[Data for this task]
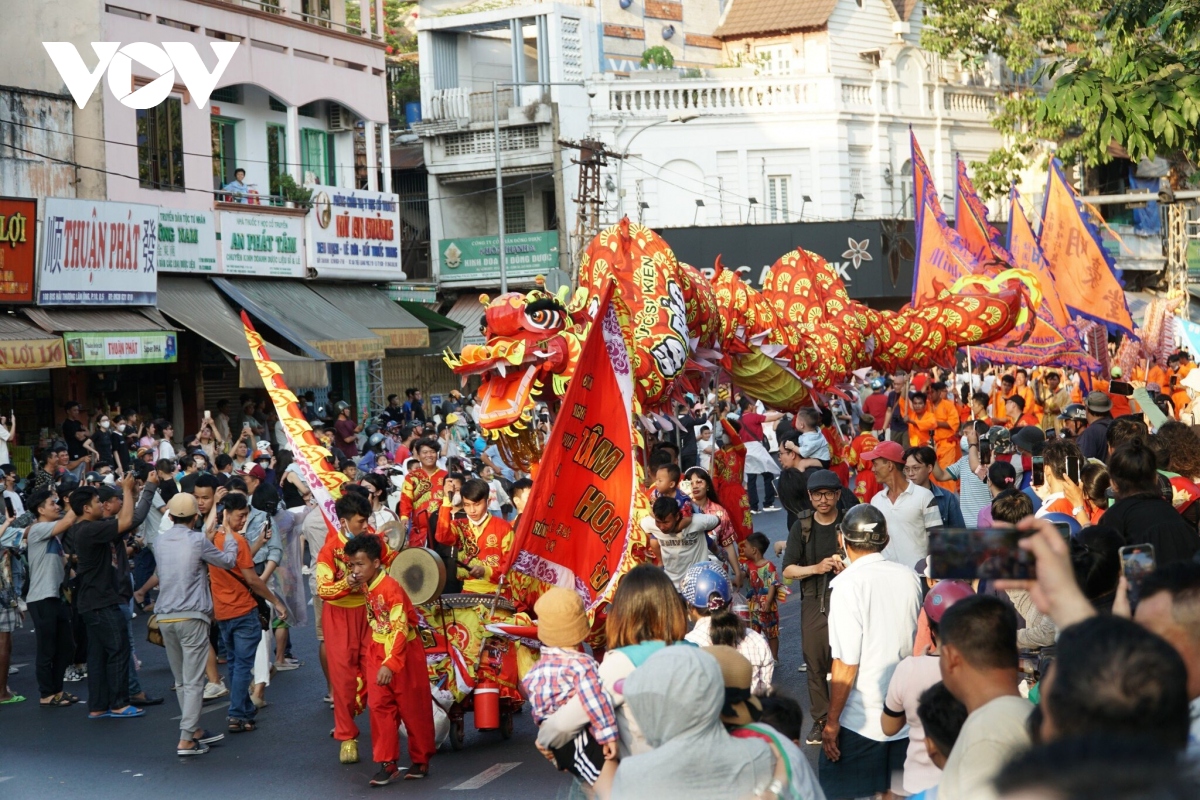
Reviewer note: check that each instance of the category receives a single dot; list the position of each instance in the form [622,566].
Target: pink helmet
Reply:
[943,595]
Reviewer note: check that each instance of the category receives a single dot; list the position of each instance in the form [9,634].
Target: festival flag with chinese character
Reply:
[1053,340]
[971,221]
[942,257]
[1085,276]
[579,529]
[313,459]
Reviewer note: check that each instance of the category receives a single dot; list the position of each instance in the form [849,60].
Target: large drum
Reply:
[421,572]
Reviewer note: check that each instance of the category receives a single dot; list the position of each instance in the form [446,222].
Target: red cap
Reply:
[887,451]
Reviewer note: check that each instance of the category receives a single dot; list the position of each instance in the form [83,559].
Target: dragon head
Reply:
[531,338]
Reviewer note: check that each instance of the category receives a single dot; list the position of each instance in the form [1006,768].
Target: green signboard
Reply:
[478,258]
[88,349]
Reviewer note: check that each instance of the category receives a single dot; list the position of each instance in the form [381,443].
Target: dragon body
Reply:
[801,335]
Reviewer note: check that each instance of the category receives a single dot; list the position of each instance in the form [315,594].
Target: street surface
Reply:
[52,753]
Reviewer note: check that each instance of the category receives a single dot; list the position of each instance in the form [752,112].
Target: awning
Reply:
[304,318]
[468,312]
[444,332]
[24,347]
[197,305]
[94,320]
[378,312]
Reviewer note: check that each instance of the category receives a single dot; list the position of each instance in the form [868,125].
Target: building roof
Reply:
[748,18]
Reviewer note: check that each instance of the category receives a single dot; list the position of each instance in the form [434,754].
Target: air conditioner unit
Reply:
[340,119]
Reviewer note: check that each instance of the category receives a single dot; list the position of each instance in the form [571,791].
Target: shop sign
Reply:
[261,245]
[526,256]
[31,354]
[354,234]
[187,241]
[97,253]
[88,349]
[18,251]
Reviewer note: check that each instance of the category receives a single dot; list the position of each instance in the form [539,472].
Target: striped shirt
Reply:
[973,493]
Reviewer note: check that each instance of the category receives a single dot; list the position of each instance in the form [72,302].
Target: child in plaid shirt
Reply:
[565,671]
[765,590]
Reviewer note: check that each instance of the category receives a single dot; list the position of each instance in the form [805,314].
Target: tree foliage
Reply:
[1081,76]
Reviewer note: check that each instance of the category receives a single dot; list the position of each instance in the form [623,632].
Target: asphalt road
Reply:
[51,753]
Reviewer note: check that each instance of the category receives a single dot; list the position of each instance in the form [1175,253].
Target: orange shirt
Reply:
[231,595]
[334,571]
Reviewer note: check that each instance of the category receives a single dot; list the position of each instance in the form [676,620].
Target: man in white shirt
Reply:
[977,642]
[910,509]
[681,539]
[874,605]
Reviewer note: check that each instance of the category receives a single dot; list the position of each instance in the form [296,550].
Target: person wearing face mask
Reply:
[481,540]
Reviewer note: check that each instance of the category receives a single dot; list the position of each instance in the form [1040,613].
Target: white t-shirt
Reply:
[873,621]
[909,519]
[989,739]
[683,549]
[912,677]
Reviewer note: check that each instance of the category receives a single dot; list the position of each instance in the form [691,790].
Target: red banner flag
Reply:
[942,257]
[579,528]
[1084,274]
[971,221]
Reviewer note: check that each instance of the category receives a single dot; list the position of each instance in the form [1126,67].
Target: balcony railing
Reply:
[715,97]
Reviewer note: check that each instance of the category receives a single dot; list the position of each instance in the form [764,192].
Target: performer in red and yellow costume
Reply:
[421,493]
[483,541]
[397,680]
[345,621]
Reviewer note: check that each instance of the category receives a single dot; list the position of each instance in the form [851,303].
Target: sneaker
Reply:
[387,774]
[213,691]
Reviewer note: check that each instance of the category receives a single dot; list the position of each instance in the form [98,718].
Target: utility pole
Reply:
[592,158]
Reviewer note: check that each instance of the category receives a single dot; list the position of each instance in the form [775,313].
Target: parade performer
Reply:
[397,680]
[345,620]
[421,493]
[481,541]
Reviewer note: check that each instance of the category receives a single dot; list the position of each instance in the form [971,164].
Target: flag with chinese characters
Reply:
[1085,276]
[971,221]
[942,257]
[313,459]
[1054,340]
[579,530]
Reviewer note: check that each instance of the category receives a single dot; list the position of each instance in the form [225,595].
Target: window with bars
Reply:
[514,214]
[777,197]
[161,146]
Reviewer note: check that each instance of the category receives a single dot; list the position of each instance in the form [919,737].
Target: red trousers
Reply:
[347,649]
[407,699]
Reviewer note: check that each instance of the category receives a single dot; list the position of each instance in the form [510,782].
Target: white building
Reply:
[813,125]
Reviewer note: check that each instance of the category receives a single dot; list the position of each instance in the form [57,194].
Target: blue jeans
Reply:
[135,684]
[241,636]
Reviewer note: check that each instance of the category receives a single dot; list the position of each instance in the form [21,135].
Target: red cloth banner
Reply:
[1084,274]
[579,529]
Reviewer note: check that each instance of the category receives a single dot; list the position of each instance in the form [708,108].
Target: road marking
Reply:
[486,776]
[208,710]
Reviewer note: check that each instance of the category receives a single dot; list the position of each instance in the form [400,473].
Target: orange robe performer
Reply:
[420,497]
[397,679]
[345,621]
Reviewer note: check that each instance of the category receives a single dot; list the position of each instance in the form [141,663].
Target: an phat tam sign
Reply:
[96,253]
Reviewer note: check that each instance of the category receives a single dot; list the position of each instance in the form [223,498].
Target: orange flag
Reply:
[579,530]
[942,257]
[1085,276]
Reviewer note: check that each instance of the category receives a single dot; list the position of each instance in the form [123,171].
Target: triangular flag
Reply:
[1085,275]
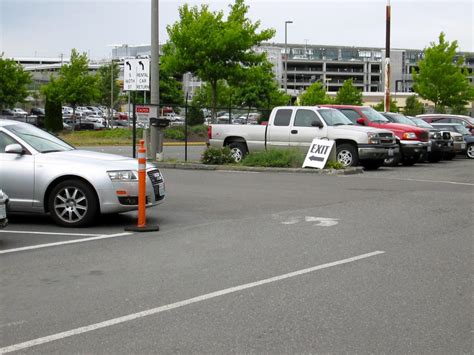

[Given problem] Return each line from the rows above that contains the word "white", copied in full.

[Reply to the task]
Target: man in white shirt
Target: white t-shirt
Target: white building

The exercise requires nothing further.